Your goal: A word-for-word transcript of the closing lines is required: from the one with "Objective — locate the woman's" through the final line of the data.

Dataset records:
····················
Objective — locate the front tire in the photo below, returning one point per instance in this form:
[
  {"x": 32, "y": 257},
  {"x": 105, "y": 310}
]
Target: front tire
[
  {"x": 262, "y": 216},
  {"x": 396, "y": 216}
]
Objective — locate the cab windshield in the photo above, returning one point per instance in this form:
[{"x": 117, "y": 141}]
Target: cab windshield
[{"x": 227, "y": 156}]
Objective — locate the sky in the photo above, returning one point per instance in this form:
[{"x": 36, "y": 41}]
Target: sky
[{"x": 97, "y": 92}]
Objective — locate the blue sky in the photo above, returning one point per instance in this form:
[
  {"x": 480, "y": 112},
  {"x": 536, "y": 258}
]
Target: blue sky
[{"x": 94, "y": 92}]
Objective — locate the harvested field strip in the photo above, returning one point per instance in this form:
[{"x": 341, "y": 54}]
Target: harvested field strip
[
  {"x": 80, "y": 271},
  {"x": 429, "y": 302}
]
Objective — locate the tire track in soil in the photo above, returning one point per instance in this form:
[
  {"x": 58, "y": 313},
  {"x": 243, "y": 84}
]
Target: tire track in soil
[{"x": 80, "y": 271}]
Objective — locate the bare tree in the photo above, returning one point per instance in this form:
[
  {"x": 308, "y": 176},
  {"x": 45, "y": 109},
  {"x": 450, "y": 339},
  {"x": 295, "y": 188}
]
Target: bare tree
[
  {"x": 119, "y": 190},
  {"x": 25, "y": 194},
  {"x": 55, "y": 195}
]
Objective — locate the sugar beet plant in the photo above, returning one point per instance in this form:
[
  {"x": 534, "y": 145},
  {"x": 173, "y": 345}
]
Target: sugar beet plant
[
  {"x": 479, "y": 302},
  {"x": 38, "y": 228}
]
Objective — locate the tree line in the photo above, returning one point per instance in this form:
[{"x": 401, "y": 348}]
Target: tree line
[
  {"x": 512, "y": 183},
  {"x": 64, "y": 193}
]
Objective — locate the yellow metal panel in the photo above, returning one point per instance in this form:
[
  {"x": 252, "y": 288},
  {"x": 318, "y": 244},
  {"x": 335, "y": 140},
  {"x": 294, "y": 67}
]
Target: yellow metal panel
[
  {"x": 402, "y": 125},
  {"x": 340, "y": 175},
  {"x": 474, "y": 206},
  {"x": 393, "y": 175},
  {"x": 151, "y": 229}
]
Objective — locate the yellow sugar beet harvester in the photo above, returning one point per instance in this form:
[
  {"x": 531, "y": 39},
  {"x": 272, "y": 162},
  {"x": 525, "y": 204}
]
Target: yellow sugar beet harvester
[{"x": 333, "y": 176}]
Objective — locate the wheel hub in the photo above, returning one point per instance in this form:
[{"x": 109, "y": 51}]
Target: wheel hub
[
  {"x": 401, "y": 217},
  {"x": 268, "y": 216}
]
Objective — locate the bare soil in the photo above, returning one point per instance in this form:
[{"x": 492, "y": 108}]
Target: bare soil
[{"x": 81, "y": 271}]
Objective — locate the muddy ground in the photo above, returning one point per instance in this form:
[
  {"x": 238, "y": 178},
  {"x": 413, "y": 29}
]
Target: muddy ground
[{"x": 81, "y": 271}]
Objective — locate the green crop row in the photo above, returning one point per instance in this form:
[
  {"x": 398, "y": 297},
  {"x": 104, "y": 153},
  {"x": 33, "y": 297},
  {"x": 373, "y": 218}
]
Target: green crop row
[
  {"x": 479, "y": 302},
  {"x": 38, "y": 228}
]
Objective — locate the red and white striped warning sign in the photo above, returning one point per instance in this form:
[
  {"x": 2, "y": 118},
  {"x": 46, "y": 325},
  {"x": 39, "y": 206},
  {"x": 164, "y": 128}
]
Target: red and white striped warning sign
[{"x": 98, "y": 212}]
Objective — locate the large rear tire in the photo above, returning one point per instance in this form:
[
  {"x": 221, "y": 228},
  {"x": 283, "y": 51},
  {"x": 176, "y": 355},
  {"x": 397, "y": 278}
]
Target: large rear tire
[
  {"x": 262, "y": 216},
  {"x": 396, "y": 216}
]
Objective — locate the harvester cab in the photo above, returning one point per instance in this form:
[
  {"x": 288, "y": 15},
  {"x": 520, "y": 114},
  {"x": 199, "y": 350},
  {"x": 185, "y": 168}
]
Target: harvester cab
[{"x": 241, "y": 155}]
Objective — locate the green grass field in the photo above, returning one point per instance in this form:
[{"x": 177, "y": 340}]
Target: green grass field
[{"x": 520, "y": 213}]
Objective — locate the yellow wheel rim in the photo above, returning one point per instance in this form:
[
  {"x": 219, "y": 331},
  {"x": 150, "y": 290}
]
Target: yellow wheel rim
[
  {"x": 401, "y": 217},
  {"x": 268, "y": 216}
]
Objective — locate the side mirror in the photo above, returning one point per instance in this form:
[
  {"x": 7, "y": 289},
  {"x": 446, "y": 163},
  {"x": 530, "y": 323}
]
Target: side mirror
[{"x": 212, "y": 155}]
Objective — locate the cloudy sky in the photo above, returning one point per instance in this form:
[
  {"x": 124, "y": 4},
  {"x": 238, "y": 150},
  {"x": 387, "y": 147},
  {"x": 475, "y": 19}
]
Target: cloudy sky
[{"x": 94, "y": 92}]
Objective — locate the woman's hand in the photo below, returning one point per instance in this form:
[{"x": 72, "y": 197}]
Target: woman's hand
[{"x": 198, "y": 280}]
····················
Task answer:
Objective — locate the woman's hand in the photo below, returning one point per instance in this form:
[{"x": 72, "y": 197}]
Target: woman's hand
[{"x": 198, "y": 280}]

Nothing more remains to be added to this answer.